— Exercise description —
Repeat only the lines from the one holding "Our analyst would like the dry" down to the last line of the listing below, including both of those lines.

— START OF Data provided —

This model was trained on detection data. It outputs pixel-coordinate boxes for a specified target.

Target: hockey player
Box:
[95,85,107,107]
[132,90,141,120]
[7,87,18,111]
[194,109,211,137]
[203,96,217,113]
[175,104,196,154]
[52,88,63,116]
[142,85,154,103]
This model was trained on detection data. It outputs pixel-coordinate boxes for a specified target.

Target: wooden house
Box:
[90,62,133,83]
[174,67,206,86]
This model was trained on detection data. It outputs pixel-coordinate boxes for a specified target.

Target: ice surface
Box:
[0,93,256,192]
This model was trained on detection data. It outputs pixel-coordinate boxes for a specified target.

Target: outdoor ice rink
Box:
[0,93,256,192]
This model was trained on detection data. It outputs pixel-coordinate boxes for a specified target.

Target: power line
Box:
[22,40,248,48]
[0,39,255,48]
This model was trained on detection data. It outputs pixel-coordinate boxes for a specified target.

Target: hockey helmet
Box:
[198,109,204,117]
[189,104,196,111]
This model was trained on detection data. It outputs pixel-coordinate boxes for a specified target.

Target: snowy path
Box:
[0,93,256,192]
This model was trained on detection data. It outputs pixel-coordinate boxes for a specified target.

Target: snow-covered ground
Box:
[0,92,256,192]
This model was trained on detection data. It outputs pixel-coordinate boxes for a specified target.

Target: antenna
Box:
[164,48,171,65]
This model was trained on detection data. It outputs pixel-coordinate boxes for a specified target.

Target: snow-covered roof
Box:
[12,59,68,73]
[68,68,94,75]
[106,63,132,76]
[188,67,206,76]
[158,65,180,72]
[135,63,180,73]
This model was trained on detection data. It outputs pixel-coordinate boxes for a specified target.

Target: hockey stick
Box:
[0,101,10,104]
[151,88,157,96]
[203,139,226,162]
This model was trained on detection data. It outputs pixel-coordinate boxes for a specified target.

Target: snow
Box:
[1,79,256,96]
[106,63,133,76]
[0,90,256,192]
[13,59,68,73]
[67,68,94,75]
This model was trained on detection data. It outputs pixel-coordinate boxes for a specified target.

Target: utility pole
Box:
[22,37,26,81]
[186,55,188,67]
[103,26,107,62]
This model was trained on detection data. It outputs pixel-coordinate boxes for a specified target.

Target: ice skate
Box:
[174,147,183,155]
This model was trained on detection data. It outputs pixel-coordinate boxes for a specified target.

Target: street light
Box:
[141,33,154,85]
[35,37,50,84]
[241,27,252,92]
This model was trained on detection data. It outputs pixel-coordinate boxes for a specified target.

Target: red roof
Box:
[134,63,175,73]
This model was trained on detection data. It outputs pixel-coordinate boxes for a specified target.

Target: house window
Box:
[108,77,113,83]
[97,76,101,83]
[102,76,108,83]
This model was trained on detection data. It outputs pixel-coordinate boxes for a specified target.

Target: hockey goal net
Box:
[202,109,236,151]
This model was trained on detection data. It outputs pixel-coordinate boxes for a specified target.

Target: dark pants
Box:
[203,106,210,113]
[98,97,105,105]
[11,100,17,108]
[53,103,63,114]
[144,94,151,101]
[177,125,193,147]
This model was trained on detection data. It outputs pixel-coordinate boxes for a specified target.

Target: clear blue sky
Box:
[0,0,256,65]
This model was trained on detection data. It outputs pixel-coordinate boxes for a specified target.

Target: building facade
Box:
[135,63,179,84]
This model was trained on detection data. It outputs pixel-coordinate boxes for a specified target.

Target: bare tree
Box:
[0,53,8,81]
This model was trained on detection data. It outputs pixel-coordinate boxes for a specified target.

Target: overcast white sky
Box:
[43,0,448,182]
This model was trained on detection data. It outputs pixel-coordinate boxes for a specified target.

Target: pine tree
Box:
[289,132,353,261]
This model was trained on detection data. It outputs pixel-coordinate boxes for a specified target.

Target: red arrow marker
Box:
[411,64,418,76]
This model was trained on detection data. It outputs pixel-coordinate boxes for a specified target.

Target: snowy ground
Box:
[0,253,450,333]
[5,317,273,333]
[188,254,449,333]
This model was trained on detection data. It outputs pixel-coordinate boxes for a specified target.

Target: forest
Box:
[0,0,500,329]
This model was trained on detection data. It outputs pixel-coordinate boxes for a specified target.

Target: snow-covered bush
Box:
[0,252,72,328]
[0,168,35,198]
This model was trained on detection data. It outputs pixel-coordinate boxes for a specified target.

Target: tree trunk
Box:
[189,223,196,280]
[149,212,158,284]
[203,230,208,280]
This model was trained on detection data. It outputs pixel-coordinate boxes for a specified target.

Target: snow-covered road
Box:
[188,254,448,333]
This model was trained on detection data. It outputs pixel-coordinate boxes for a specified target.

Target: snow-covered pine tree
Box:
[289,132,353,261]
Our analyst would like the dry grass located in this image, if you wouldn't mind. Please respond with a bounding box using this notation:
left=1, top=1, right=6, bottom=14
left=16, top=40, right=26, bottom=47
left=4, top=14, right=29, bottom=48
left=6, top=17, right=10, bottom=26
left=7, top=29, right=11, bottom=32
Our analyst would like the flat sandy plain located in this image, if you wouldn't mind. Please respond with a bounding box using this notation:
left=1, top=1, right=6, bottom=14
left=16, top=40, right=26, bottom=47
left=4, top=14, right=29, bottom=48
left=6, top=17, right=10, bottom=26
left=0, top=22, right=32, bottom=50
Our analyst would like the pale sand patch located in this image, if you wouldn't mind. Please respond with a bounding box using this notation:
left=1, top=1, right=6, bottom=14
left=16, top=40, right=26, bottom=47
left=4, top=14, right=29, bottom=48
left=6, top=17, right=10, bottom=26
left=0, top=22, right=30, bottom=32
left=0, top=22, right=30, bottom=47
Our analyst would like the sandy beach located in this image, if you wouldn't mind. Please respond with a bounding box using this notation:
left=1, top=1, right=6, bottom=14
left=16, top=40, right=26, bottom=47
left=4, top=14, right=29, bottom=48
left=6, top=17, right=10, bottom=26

— END OF Data provided —

— Expected answer —
Our analyst would like the dry grass located in this image, if you wouldn't mind. Please respond with a bounding box using this notation:
left=1, top=1, right=6, bottom=14
left=16, top=40, right=26, bottom=47
left=4, top=14, right=29, bottom=48
left=6, top=17, right=10, bottom=26
left=7, top=29, right=11, bottom=32
Our analyst would like the flat sandy plain located in this image, if you wouldn't mind. Please respond with a bounding box using this notation:
left=1, top=1, right=6, bottom=14
left=16, top=40, right=26, bottom=47
left=4, top=14, right=29, bottom=48
left=6, top=17, right=10, bottom=26
left=0, top=22, right=32, bottom=50
Our analyst would like the pale sand patch located in this image, if you wouldn't mind. Please respond with a bounding box using this notation:
left=1, top=1, right=6, bottom=14
left=16, top=40, right=26, bottom=47
left=4, top=14, right=29, bottom=48
left=6, top=17, right=10, bottom=26
left=0, top=22, right=30, bottom=32
left=0, top=22, right=30, bottom=47
Our analyst would like the sandy beach located in this image, if you wouldn't mind. Please respond with a bounding box using this notation:
left=1, top=1, right=6, bottom=14
left=16, top=40, right=26, bottom=47
left=4, top=14, right=29, bottom=48
left=6, top=17, right=10, bottom=26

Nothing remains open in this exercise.